— Begin TEXT TO READ —

Unemployment- The Future ?
Vaishnavi Pandalai
There was a twenty-year period before the 1970s’ in America where an unfavourable (negative) relationship between unemployment was formed. After the ’70s however, this changed. The relationship between inflation and unemployment, however, post the 70s’ have had a less clear relationship. This is often attributed to Milton Friedman’s theory of the Natural Rate of Unemployment. In many theories today, the relationship that the Natural rate of Unemployment defines stays at the core while drawing long term conclusions of how real factors like employment and output interact with inflation.

According to this theory, there is an equilibrium level of output and an accompanying rate of unemployment that is determined by supply factors like technology, institutions of the economy (Froyen 183). The naturally occurring rate was what was central to Friedman, that was his Natural Rate. he believed that equilibrating forces would cause levels of output and employment to return to the natural rate ( Froyen 183). Essentially stating that there is no intensity at which a monetary policy that can be enforced that can keep the output level permanent and the employment rates below the natural rate of unemployment.

The Phillips curve is a schedule that shows the relationship between unemployment and inflation rates (Froyen 185) It derives its name from A.W.H Phillips, an economist from New Zealand. It shows the negative relationship between unemployment and the rate of inflation. The relationship essentially states that lower rates of unemployment can be achieved, however, this comes at the cost of higher inflation rates. As a concept, Friedman agreed with this relationship but only in the short run, however.

In the long run, Friedman believed that the Natural rate of Unemployment comes into play. While enforcing monetary policy in the long run, the price expectation of the workers is equal to the price expectations of the firms. This occurs only at one point, that is at the natural rate of unemployment. What happens in the process is that labour suppliers ( workers/ employed ) anticipate a higher inflation rate than what exists, because of which the expected price level increases when the expected price level increases the Phillips curve shifts to the right. You could treat this as a separate short-run Phillips curve that has a new inflation rate that is equal to the expected prices.

When this does happen, there are effects of the expansionary monetary policy and the economy has come back to the natural rate of unemployment, but, you end up with a higher inflation rate. Going back to Friedman, he essentially stated that don’t intervene, because even if you do, the effects will only be there in the short run, in the long run, the economy is going to come back to the natural rate of unemployment but because of the intervention, it will come back at higher rates of inflation. The long-run is what matters, specifically with the case of employment.

On the contrary, looking at Marx’s economics, economic growth is determined by the proportion of surplus value which is converted to capital ( Thomas 145). The way labour grows or does not grow depends on this particular aspect, it depends on how machinery grows. The improvement in Capital investment does not directly relate to how labour demand increases. Economic growth does not alway imply that there will be an increase in the demand for labour.

According to Marx, there is a very specific and integral part that the labourer contributes to the process of making a commodity.
“They reproduce their subsistence as well as generate value for capitalists. That is the real wages of the worker enables the reproduction of their labour power.” (Thomas 141) [1]​​​​​​​

While this is what a labourer does for the capitalist, in Marx’s economics, workers save when business is good in order to survive when business is not good (Thomas 141).

— End TEXT TO READ —
— Begin RECORDS SUPPLIED —

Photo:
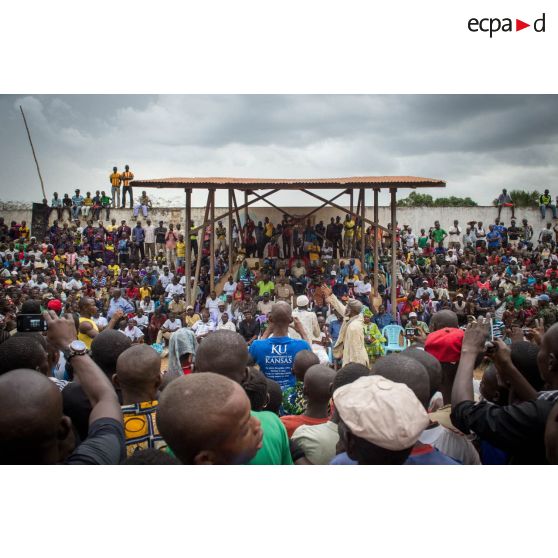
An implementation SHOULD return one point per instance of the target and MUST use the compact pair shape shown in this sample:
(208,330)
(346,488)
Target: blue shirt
(122,304)
(382,320)
(275,357)
(138,234)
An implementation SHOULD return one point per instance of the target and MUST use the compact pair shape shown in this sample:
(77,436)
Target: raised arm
(104,401)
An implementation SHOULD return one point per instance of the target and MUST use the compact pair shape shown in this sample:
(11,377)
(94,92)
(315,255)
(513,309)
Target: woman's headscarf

— End RECORDS SUPPLIED —

■ WHAT IS EXPECTED ■
Reproduce the unemployment essay word for word, starting with "Vaishnavi Pandalai" and going on through "interact with inflation.". Rely only on the unemployment essay, not on the records.

■ THE ANSWER ■
Vaishnavi Pandalai
There was a twenty-year period before the 1970s’ in America where an unfavourable (negative) relationship between unemployment was formed. After the ’70s however, this changed. The relationship between inflation and unemployment, however, post the 70s’ have had a less clear relationship. This is often attributed to Milton Friedman’s theory of the Natural Rate of Unemployment. In many theories today, the relationship that the Natural rate of Unemployment defines stays at the core while drawing long term conclusions of how real factors like employment and output interact with inflation.